* _Exercise prompt_:
Gather every line of the data below that contains the word "noun" and copy each one in full. Treat uppercase and lowercase as different.

Lines of data:
────────

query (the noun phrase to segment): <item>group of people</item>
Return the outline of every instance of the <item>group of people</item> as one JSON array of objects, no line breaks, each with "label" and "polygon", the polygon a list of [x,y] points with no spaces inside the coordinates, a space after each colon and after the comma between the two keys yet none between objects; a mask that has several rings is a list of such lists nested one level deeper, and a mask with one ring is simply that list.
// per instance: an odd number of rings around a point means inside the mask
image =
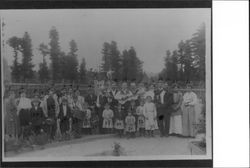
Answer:
[{"label": "group of people", "polygon": [[124,82],[118,89],[114,82],[96,92],[89,86],[85,95],[79,89],[52,87],[32,98],[24,89],[18,97],[10,90],[4,102],[5,135],[25,139],[46,134],[50,141],[106,133],[133,138],[153,137],[159,129],[161,137],[194,137],[198,98],[190,84],[184,95],[178,89],[163,81],[148,86]]}]

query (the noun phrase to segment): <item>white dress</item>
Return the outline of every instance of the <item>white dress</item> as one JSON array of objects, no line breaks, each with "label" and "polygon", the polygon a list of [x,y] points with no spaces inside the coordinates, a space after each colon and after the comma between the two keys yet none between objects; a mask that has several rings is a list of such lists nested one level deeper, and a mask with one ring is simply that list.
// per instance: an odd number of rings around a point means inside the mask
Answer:
[{"label": "white dress", "polygon": [[154,103],[145,103],[143,106],[143,114],[145,116],[145,129],[155,130],[158,129],[158,123],[156,120],[157,112]]},{"label": "white dress", "polygon": [[176,110],[172,113],[170,117],[170,128],[169,133],[170,134],[182,134],[182,110],[181,110],[181,104],[182,104],[182,94],[174,93],[174,103]]}]

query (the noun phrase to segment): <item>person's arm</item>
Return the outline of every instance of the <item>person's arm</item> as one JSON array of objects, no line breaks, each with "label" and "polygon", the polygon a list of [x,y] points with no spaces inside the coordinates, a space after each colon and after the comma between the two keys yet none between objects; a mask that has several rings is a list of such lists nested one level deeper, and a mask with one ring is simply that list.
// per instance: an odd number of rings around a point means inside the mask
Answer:
[{"label": "person's arm", "polygon": [[113,110],[111,110],[111,118],[113,118],[114,117],[114,112],[113,112]]},{"label": "person's arm", "polygon": [[154,106],[153,114],[154,114],[154,118],[156,119],[156,116],[157,116],[156,106],[155,106],[155,104],[153,104],[153,106]]}]

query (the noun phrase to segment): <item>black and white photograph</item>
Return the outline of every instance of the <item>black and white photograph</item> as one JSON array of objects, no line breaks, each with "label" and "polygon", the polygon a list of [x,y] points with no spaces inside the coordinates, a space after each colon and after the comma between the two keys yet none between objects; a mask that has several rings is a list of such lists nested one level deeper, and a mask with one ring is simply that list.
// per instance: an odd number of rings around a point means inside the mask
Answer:
[{"label": "black and white photograph", "polygon": [[0,16],[3,161],[212,159],[211,8]]}]

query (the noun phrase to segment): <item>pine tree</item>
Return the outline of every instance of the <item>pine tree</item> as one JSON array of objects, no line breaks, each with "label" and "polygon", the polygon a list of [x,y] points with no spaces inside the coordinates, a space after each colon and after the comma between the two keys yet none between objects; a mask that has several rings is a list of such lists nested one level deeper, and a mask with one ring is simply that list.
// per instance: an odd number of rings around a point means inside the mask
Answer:
[{"label": "pine tree", "polygon": [[78,77],[77,44],[74,40],[70,43],[70,52],[67,56],[67,79],[71,82],[76,81]]},{"label": "pine tree", "polygon": [[82,62],[79,70],[79,79],[81,83],[87,83],[87,72],[86,72],[86,61],[85,58],[82,58]]},{"label": "pine tree", "polygon": [[14,82],[19,82],[21,76],[21,64],[18,62],[18,52],[20,51],[21,41],[22,40],[16,36],[11,37],[7,41],[9,46],[13,48],[14,52],[14,61],[11,66],[11,76]]},{"label": "pine tree", "polygon": [[102,49],[102,71],[107,72],[111,69],[110,44],[105,42]]},{"label": "pine tree", "polygon": [[196,78],[205,81],[205,54],[206,54],[206,30],[205,23],[202,23],[191,39],[192,51],[194,56],[194,67]]},{"label": "pine tree", "polygon": [[43,56],[43,62],[39,64],[39,79],[41,82],[46,82],[49,79],[49,68],[46,62],[46,56],[49,54],[48,46],[44,43],[39,45],[38,50],[41,52]]},{"label": "pine tree", "polygon": [[114,71],[113,78],[119,79],[120,68],[121,68],[120,51],[118,50],[117,43],[115,41],[111,41],[109,46],[110,46],[110,59],[111,59],[110,70]]},{"label": "pine tree", "polygon": [[52,80],[58,81],[61,76],[61,68],[60,65],[60,45],[59,45],[59,33],[56,30],[55,27],[52,27],[52,29],[49,32],[49,46],[50,46],[50,59],[51,59],[51,72],[52,72]]},{"label": "pine tree", "polygon": [[21,73],[23,77],[23,81],[26,81],[27,79],[32,79],[33,78],[33,67],[34,65],[32,64],[32,42],[31,38],[28,34],[28,32],[24,33],[23,39],[22,39],[22,64],[21,64]]}]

────────

* _Result for this exercise_:
query (the noun phrase to segment): <item>group of people</item>
query (the noun phrase to segment): <item>white dress</item>
query (the noun phrase to segment): <item>person's arm</item>
query (the noun phrase to segment): <item>black and white photograph</item>
query (the noun phrase to segment): <item>pine tree</item>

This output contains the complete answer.